- THE REQUEST
Please gather every line in the records below that contains the word "camouflage", copying each such line in full.

- SUPPLIED MATERIAL
◇ ◇ ◇ ◇ ◇ ◇ ◇

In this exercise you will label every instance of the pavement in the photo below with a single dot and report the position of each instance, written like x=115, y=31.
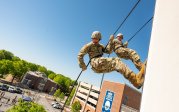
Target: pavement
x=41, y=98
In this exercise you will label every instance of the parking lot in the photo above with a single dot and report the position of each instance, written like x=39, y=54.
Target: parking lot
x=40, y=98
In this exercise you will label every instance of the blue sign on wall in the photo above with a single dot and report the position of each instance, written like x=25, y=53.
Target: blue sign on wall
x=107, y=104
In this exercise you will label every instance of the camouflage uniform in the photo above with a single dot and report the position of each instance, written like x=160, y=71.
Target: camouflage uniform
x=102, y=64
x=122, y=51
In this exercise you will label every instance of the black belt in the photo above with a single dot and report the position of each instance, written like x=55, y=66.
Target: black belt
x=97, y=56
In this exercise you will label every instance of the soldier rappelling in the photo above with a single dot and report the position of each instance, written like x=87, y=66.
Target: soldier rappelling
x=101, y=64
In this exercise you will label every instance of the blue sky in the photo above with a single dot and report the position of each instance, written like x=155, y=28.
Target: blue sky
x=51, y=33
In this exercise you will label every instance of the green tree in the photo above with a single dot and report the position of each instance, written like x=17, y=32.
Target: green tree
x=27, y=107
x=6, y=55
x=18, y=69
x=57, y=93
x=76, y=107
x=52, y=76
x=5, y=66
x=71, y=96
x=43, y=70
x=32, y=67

◇ ◇ ◇ ◇ ◇ ◇ ◇

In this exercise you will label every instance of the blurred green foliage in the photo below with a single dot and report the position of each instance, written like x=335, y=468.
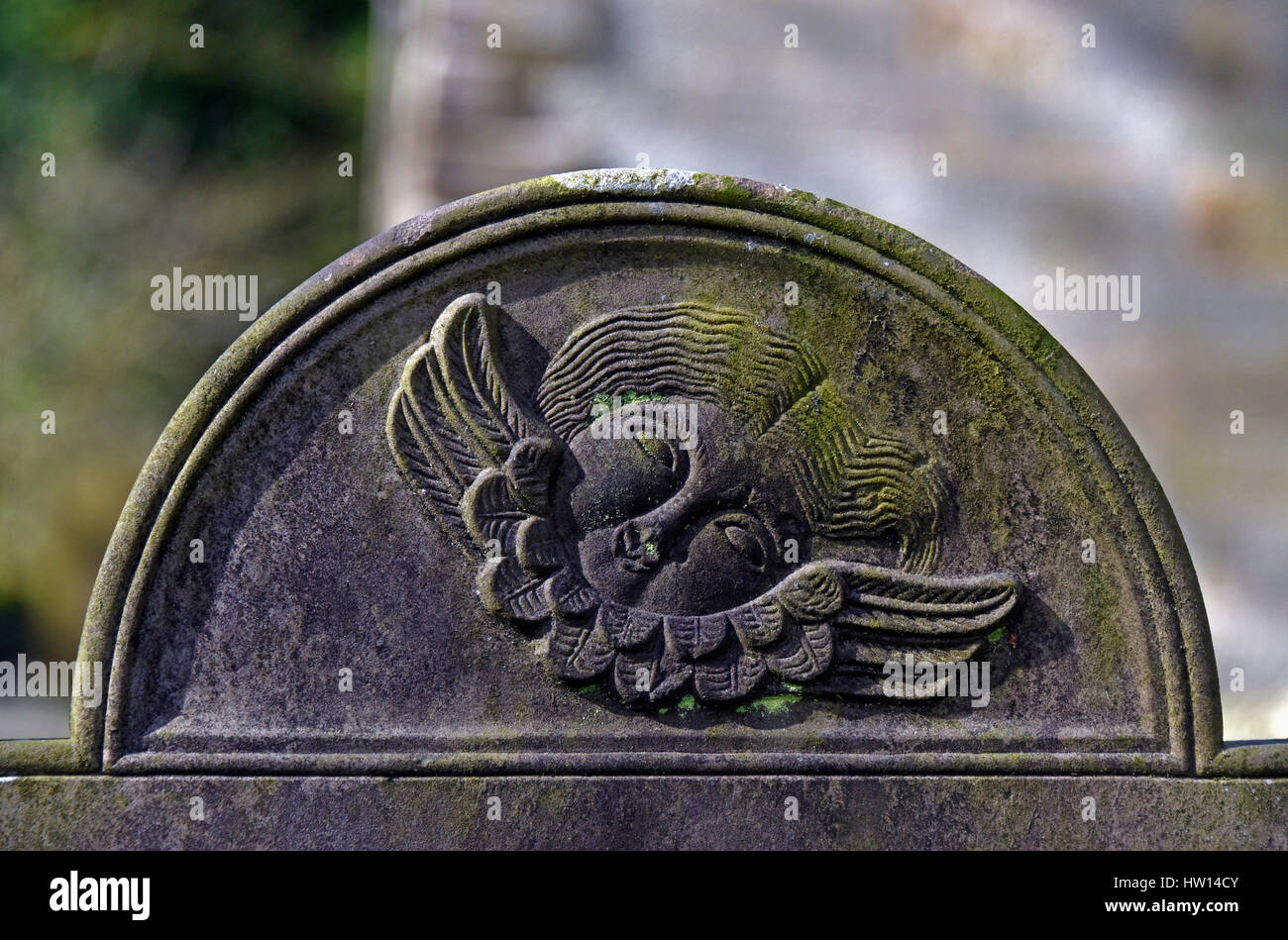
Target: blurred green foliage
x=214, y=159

◇ ◇ ◇ ◇ ◇ ◇ ◇

- RESPONSE
In this exercise you will label every instance of the camouflage uniform in the photo above with a single dot and report the position of each instance, written like x=160, y=71.
Target: camouflage uniform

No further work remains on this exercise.